Textauszug:
SPD und Grüne werden von manchen Linken noch für "Linke" gehalten (was ist dann rechts?). Wer zum Beispiel die "Unattraktivität der politischen Kaste" beklagt, trifft mit seiner Kritik nur die Form und hat seinen linken Verstand verloren. Kritik auf diesem Niveau läßt sich mit gut aussehenden, intelligenten, ihr Programm überzeugt vertretenden Faschisten logisch befriedigen.
"Wir meinen's nicht persönlich", sagt das Kapital, "so sind wir nun einmal." Der Widerspruch von Kapital und Arbeit ist ein konstituierender Widerspruch für diese Gesellschaft. Die innerste Triebkraft des Kapitals ist der Profit. Dafür will es möglichst ungehemmt an die beiden "Springquellen" (Marx) allen Reichtums: die menschliche Arbeit und die Natur und will diese seinen Verwertungsinteressen unterwerfen. Wer links sein will, wird begreifen müssen, dass der Kapitalismus nicht reformierbar ist. Das ist keine Frage von Moral, sondern von Erkenntnis.
Zu den größten Erfolgen des Kapitals gehört, dass seine Medien den Menschen eingeredet haben, dass gespart werden muss. Rotgrüne Sprache verändert sich auf Orwellsche Weise: Jeden Angriff auf die Schwächsten und jeden Freifahrtschein für weitere Naturzerstörung nennt man "Reform". Die einstige alternative Kategorie der "Selbstverantwortung" bedeutet aus rotgrünem Mund heute, dass die Versicherungen sich freuen dürfen: Rotgrün verschafft ihnen viele neue zusätzliche private Altersversicherungsverträge. Wir sollen begreifen, dass wir im Alter kein Recht auf eine Rente haben, die ein würdiges Leben sichert. Weil angeblich immer weniger junge Arbeitende für immer mehr Alte sorgen müssen und so weiter und so fort. Selbst sogenannte Linke plappern diesen Schrott nach. Manche lügen, weil sie die herrschenden Verhältnisse nicht in Frage stellen wollen. Weil sie angenehm von ihnen leben. Oder weil sie Angst vor Veränderungen haben.

Zeilenauszüge:

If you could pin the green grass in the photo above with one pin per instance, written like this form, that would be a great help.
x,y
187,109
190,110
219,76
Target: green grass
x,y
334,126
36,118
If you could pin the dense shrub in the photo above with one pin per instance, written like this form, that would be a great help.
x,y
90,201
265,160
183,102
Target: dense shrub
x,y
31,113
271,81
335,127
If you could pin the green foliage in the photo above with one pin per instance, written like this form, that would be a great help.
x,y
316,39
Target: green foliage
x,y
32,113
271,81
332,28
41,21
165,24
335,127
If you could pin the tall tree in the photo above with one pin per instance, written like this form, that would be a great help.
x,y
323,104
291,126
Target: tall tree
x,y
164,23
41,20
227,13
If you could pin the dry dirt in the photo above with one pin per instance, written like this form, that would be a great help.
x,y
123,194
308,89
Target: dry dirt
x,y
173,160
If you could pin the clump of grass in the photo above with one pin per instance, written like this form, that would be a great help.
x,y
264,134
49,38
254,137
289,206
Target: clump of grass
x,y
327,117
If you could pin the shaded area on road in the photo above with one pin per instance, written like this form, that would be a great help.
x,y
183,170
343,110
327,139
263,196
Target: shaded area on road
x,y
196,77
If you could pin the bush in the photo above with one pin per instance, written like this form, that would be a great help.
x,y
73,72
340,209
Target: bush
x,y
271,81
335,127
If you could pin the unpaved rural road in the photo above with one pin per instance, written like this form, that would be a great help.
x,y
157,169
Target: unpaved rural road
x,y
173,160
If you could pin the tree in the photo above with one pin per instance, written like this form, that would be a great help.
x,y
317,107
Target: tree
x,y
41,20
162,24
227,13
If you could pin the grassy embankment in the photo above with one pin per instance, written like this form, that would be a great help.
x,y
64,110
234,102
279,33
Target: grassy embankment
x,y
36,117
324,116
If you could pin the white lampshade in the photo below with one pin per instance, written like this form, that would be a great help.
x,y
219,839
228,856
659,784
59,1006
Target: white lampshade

Die Aufgabe: Erkläre in ein bis drei Sätzen, warum nach dem Textauszug jemand, der die „Unattraktivität der politischen Kaste“ beklagt, seinen linken Verstand verloren hat.

Lösung der Aufgabe: Eine solche Kritik trifft nur die Form. Kritik auf diesem Niveau ließe sich logisch schon mit gut aussehenden, intelligenten Faschisten befriedigen, die ihr Programm überzeugt vertreten.